Data supplied below:

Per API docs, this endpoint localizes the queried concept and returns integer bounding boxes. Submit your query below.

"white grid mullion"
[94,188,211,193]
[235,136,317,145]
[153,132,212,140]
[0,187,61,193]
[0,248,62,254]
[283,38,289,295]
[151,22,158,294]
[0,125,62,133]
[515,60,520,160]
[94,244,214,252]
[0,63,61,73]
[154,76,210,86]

End of Data supplied.

Your task: Extract each record, keeping it identical to the original.

Expected output:
Per API docs, this endpoint localizes the queried concept and returns integer bounding boxes. Submit your query below.

"white grid mullion"
[94,188,211,193]
[235,136,317,145]
[153,132,212,140]
[0,187,61,193]
[0,248,62,254]
[283,38,289,295]
[151,22,158,294]
[0,125,62,133]
[515,60,520,160]
[94,244,214,252]
[0,63,61,73]
[154,76,210,86]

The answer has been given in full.